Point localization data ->
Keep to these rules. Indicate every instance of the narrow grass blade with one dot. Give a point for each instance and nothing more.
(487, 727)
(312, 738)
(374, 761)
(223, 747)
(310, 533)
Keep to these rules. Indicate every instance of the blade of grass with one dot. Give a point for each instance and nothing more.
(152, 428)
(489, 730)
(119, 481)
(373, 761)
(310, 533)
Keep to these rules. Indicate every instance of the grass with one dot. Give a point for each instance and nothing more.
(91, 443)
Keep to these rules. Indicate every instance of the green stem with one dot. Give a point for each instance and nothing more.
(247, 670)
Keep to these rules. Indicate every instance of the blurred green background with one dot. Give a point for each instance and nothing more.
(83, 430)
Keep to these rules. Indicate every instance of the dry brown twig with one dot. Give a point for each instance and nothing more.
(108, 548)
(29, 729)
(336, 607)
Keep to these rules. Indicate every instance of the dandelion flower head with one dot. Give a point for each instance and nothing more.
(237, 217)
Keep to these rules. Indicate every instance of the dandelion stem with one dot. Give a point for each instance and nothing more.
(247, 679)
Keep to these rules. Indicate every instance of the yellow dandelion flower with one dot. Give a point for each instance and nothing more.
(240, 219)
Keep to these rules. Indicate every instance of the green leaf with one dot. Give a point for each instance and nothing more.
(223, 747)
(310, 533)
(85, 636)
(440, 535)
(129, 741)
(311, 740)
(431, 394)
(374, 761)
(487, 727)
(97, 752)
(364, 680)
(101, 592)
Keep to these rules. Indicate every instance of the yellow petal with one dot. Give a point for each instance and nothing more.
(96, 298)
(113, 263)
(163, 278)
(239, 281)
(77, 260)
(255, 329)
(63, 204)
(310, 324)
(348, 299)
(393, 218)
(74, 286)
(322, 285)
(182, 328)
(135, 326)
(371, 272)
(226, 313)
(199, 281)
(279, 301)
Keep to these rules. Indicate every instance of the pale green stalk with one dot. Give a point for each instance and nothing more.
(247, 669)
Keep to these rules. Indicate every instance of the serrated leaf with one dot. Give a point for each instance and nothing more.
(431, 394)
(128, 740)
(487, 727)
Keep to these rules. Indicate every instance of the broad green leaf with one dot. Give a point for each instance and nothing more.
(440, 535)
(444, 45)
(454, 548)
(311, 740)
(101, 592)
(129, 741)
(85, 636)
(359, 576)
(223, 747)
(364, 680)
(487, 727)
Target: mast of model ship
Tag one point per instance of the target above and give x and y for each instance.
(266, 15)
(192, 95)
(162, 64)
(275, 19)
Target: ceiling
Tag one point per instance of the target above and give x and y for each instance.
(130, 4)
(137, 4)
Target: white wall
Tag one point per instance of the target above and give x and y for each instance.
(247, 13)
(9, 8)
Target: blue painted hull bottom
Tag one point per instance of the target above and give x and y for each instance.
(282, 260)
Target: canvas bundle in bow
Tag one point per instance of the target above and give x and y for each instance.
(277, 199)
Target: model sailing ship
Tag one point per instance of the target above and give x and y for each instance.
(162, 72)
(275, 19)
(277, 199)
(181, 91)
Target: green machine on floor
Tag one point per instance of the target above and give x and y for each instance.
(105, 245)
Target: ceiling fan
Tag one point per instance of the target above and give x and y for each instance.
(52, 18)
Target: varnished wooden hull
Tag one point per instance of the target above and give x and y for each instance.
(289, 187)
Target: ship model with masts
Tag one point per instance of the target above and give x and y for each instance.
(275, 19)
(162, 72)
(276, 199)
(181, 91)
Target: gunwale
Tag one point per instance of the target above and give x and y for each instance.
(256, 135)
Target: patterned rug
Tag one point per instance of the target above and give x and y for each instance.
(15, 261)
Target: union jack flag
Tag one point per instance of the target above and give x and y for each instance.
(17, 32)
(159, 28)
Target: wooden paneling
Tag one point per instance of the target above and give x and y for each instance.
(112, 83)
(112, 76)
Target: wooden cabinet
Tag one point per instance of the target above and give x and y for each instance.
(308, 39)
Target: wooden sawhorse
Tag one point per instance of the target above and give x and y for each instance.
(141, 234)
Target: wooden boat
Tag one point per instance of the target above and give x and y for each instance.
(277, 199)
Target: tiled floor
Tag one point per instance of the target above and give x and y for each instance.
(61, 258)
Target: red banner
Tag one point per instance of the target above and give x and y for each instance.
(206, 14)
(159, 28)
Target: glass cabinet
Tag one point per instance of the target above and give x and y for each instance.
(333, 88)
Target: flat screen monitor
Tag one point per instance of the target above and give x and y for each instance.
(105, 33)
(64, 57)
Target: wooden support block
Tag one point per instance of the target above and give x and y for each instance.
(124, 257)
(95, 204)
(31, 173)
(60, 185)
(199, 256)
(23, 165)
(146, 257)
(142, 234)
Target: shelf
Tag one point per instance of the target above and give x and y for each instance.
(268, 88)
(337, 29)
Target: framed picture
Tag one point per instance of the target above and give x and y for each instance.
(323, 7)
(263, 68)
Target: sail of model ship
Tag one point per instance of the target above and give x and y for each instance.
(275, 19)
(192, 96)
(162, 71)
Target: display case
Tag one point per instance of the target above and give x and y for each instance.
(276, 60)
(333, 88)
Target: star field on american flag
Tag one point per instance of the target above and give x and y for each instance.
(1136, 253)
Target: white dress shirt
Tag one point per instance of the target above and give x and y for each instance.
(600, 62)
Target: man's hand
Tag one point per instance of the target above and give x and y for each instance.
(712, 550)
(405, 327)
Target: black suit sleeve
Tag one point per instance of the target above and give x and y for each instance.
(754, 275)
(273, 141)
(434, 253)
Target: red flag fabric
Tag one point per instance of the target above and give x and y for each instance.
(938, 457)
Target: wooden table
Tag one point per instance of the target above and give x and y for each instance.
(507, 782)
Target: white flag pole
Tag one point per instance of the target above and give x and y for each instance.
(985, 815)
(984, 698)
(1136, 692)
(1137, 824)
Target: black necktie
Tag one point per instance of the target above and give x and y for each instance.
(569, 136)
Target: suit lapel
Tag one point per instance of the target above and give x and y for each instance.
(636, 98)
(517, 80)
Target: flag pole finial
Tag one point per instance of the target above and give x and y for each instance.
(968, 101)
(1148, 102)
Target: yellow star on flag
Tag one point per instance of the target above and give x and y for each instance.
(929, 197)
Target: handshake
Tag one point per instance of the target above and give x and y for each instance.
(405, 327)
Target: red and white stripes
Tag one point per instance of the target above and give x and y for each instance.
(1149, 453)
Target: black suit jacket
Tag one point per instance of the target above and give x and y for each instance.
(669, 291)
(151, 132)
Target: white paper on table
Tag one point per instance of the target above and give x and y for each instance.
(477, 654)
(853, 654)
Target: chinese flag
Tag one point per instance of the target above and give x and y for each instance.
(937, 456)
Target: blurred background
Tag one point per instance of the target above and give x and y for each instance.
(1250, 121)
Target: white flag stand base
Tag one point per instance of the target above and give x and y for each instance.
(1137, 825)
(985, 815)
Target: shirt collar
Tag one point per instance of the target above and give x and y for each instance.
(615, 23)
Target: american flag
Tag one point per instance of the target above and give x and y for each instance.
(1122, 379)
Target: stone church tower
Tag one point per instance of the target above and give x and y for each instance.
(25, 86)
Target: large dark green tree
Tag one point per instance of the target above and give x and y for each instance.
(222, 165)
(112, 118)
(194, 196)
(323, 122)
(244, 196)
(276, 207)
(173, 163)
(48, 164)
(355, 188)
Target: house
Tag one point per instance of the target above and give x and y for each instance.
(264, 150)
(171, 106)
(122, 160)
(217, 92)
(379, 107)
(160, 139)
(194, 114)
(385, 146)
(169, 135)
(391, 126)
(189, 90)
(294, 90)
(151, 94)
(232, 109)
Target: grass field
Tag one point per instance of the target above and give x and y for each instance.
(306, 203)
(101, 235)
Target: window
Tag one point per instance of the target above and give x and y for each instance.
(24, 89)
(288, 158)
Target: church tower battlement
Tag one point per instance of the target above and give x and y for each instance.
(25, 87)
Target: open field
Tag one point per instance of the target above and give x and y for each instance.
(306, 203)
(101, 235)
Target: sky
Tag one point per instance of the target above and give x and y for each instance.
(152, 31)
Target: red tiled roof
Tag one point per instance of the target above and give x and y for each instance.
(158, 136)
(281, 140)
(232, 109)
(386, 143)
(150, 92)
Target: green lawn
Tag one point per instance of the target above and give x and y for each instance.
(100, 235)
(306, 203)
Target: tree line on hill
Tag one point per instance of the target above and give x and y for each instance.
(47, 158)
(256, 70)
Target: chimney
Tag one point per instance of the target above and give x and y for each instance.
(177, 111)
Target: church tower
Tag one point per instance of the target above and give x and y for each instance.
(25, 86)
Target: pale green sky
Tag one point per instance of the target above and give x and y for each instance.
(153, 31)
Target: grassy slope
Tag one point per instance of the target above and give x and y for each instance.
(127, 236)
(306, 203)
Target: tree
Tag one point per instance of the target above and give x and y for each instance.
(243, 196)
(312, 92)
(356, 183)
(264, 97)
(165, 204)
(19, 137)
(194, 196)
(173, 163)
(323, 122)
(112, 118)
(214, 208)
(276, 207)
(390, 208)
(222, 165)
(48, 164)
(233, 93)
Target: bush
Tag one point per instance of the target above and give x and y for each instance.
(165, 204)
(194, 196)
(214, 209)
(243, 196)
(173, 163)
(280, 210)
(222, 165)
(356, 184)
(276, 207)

WHAT YOU NEED TO DO ->
Would you retype the lines above from the one with "Target: blurred background" down to the one with "Target: shirt collar", word for word, both ends included and no other lines?

RESPONSE BOX ->
Target: blurred background
Tag one point per instance of the target above and give x and y for each instance.
(1250, 121)
Target: white flag stand base
Tag one point per instance of the target above and give x and y for each instance.
(1137, 825)
(985, 815)
Target: shirt collar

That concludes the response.